►

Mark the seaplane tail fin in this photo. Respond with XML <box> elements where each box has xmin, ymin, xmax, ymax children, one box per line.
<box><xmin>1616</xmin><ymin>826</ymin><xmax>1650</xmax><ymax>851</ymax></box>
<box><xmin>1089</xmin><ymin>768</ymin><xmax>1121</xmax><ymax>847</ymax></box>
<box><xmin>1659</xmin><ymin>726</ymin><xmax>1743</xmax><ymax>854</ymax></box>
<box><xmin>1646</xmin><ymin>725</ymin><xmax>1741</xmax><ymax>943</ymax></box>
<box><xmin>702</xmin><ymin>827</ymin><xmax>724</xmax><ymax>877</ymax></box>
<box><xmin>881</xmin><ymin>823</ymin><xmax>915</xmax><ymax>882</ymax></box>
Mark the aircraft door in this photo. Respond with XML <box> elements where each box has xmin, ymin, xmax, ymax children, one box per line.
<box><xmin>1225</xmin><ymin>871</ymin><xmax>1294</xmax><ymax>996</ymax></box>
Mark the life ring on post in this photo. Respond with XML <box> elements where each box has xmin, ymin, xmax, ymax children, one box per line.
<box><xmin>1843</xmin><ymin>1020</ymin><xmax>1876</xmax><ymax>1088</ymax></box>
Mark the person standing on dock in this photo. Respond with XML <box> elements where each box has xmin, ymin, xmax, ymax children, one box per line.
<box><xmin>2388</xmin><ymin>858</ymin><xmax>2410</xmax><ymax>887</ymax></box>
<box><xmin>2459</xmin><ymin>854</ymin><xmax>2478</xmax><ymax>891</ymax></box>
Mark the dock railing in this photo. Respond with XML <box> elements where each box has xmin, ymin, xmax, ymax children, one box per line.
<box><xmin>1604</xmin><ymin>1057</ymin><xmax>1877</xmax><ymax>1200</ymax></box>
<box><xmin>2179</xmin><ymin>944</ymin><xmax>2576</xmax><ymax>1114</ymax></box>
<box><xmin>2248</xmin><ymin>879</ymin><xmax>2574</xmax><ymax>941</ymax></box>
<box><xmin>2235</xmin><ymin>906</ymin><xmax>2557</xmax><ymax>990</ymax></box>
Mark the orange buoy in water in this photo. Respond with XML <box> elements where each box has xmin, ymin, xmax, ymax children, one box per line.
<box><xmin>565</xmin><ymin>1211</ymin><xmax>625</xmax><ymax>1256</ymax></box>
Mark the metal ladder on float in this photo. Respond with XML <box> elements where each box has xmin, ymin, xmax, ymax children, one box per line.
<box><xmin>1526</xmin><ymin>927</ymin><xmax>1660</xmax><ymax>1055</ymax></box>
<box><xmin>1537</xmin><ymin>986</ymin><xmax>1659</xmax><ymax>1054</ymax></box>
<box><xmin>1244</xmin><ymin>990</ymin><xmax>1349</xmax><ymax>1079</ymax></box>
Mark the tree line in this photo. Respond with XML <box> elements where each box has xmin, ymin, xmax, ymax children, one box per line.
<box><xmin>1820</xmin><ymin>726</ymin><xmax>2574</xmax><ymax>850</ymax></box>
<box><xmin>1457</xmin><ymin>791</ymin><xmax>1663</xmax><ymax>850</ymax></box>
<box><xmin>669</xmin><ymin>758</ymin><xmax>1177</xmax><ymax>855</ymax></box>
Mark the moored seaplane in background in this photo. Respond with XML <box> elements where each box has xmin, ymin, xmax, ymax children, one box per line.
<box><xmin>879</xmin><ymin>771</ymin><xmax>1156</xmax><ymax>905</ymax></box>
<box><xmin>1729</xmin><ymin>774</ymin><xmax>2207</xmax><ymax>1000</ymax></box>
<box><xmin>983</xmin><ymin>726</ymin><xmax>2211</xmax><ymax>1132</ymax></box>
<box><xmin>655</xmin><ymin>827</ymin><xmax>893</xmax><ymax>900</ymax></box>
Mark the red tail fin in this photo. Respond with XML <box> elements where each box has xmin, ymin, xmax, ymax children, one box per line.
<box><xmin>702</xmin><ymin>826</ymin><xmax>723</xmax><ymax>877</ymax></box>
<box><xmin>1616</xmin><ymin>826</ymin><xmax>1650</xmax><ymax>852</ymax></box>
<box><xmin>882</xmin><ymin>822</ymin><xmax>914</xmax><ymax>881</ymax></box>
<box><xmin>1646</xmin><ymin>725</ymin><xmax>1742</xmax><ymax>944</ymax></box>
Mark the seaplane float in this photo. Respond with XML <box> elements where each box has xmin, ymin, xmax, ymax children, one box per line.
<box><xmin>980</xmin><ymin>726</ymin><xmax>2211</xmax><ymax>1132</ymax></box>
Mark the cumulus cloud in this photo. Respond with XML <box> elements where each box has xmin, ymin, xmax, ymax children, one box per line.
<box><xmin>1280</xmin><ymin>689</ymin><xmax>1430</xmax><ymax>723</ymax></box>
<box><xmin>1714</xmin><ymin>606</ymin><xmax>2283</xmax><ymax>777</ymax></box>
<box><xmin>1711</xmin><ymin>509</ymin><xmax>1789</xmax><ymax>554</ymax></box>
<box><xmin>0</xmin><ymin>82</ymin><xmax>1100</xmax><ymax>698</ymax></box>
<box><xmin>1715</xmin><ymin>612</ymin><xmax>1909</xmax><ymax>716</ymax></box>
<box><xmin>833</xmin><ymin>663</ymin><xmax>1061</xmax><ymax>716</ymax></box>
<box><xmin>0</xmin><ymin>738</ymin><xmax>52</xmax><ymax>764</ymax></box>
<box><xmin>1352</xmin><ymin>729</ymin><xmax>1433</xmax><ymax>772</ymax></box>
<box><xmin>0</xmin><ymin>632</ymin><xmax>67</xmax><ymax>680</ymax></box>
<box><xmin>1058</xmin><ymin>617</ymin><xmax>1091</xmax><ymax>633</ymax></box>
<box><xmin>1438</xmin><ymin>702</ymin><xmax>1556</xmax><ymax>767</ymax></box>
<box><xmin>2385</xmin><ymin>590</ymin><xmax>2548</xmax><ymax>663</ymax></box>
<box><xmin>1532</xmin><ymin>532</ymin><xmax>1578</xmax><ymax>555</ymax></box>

◄

▶ WHAT THE TASK ASKS
Give back the full listing exactly as it stands above.

▶ SOLUTION FOR THIS EXERCISE
Mark the seaplane tail fin in this photo. Respond with XML <box> elements where each box has xmin, ymin, xmax, ymax children, one box per line.
<box><xmin>1616</xmin><ymin>826</ymin><xmax>1650</xmax><ymax>851</ymax></box>
<box><xmin>1089</xmin><ymin>768</ymin><xmax>1121</xmax><ymax>847</ymax></box>
<box><xmin>1659</xmin><ymin>726</ymin><xmax>1743</xmax><ymax>854</ymax></box>
<box><xmin>1646</xmin><ymin>725</ymin><xmax>1741</xmax><ymax>943</ymax></box>
<box><xmin>702</xmin><ymin>827</ymin><xmax>724</xmax><ymax>877</ymax></box>
<box><xmin>881</xmin><ymin>823</ymin><xmax>915</xmax><ymax>882</ymax></box>
Mark the aircraft door in this photo. Respond with XML <box> elements where each box has xmin, ymin, xmax, ymax children, one box per line.
<box><xmin>1225</xmin><ymin>871</ymin><xmax>1294</xmax><ymax>996</ymax></box>
Mark the life ring on post in this photo. Respond with XML <box> elements where each box has xmin, ymin, xmax, ymax children, one box per line.
<box><xmin>1843</xmin><ymin>1020</ymin><xmax>1876</xmax><ymax>1088</ymax></box>
Mark the person standing on dock in this photo. Respond with XML <box> elements where each box has xmin, ymin, xmax, ymax children, one box per line.
<box><xmin>2388</xmin><ymin>858</ymin><xmax>2410</xmax><ymax>887</ymax></box>
<box><xmin>2459</xmin><ymin>854</ymin><xmax>2478</xmax><ymax>891</ymax></box>
Mark the dock railing in this photo. Respond with XML <box> elements where each box has xmin, ymin, xmax, ymax children, one box per line.
<box><xmin>1604</xmin><ymin>1057</ymin><xmax>1877</xmax><ymax>1200</ymax></box>
<box><xmin>2179</xmin><ymin>944</ymin><xmax>2576</xmax><ymax>1114</ymax></box>
<box><xmin>2248</xmin><ymin>879</ymin><xmax>2574</xmax><ymax>941</ymax></box>
<box><xmin>2235</xmin><ymin>906</ymin><xmax>2557</xmax><ymax>990</ymax></box>
Mark the orange buoy in water in this photo. Respond with XML <box> elements where each box has xmin, ymin, xmax, ymax children, one box per line.
<box><xmin>565</xmin><ymin>1211</ymin><xmax>625</xmax><ymax>1256</ymax></box>
Mark the metal ladder on float in this photo. Respond with XML <box> elements where each box has xmin, ymin, xmax, ymax children, one box per line.
<box><xmin>1526</xmin><ymin>927</ymin><xmax>1660</xmax><ymax>1055</ymax></box>
<box><xmin>1537</xmin><ymin>986</ymin><xmax>1659</xmax><ymax>1054</ymax></box>
<box><xmin>1244</xmin><ymin>990</ymin><xmax>1349</xmax><ymax>1079</ymax></box>
Mark the tree line in this photo. Respond with XML <box> elements where each box has xmin, ymin, xmax, ymax children, one box per line.
<box><xmin>1820</xmin><ymin>726</ymin><xmax>2574</xmax><ymax>850</ymax></box>
<box><xmin>1457</xmin><ymin>791</ymin><xmax>1663</xmax><ymax>850</ymax></box>
<box><xmin>669</xmin><ymin>758</ymin><xmax>1177</xmax><ymax>855</ymax></box>
Mark the moored seaplane in background in this photo. Respond with XML <box> elements where each box has xmin, ymin, xmax, ymax children, one box per line.
<box><xmin>879</xmin><ymin>771</ymin><xmax>1156</xmax><ymax>905</ymax></box>
<box><xmin>1729</xmin><ymin>774</ymin><xmax>2207</xmax><ymax>1000</ymax></box>
<box><xmin>983</xmin><ymin>726</ymin><xmax>2211</xmax><ymax>1132</ymax></box>
<box><xmin>655</xmin><ymin>827</ymin><xmax>893</xmax><ymax>900</ymax></box>
Mark the red tail fin in this photo. Respond with XML <box> elements where each box has xmin, ymin, xmax, ymax children, one box per line.
<box><xmin>702</xmin><ymin>826</ymin><xmax>723</xmax><ymax>877</ymax></box>
<box><xmin>1616</xmin><ymin>826</ymin><xmax>1650</xmax><ymax>852</ymax></box>
<box><xmin>882</xmin><ymin>822</ymin><xmax>914</xmax><ymax>881</ymax></box>
<box><xmin>1646</xmin><ymin>725</ymin><xmax>1742</xmax><ymax>944</ymax></box>
Mark the seaplane float in this photo. Respond with XML <box> elements where each box has xmin, ymin, xmax, ymax children, one box per line.
<box><xmin>980</xmin><ymin>726</ymin><xmax>2211</xmax><ymax>1132</ymax></box>
Mark the cumulus cloud in this photo. Respond with XML <box> elements where each box has xmin, ymin, xmax, ymax children, one box per line.
<box><xmin>1280</xmin><ymin>689</ymin><xmax>1430</xmax><ymax>723</ymax></box>
<box><xmin>1714</xmin><ymin>606</ymin><xmax>2283</xmax><ymax>777</ymax></box>
<box><xmin>1711</xmin><ymin>509</ymin><xmax>1789</xmax><ymax>554</ymax></box>
<box><xmin>0</xmin><ymin>82</ymin><xmax>1100</xmax><ymax>698</ymax></box>
<box><xmin>1715</xmin><ymin>612</ymin><xmax>1909</xmax><ymax>716</ymax></box>
<box><xmin>833</xmin><ymin>663</ymin><xmax>1061</xmax><ymax>716</ymax></box>
<box><xmin>0</xmin><ymin>738</ymin><xmax>52</xmax><ymax>764</ymax></box>
<box><xmin>1352</xmin><ymin>729</ymin><xmax>1433</xmax><ymax>772</ymax></box>
<box><xmin>0</xmin><ymin>632</ymin><xmax>67</xmax><ymax>680</ymax></box>
<box><xmin>1058</xmin><ymin>617</ymin><xmax>1091</xmax><ymax>633</ymax></box>
<box><xmin>1438</xmin><ymin>702</ymin><xmax>1556</xmax><ymax>767</ymax></box>
<box><xmin>2385</xmin><ymin>590</ymin><xmax>2548</xmax><ymax>663</ymax></box>
<box><xmin>1532</xmin><ymin>532</ymin><xmax>1578</xmax><ymax>555</ymax></box>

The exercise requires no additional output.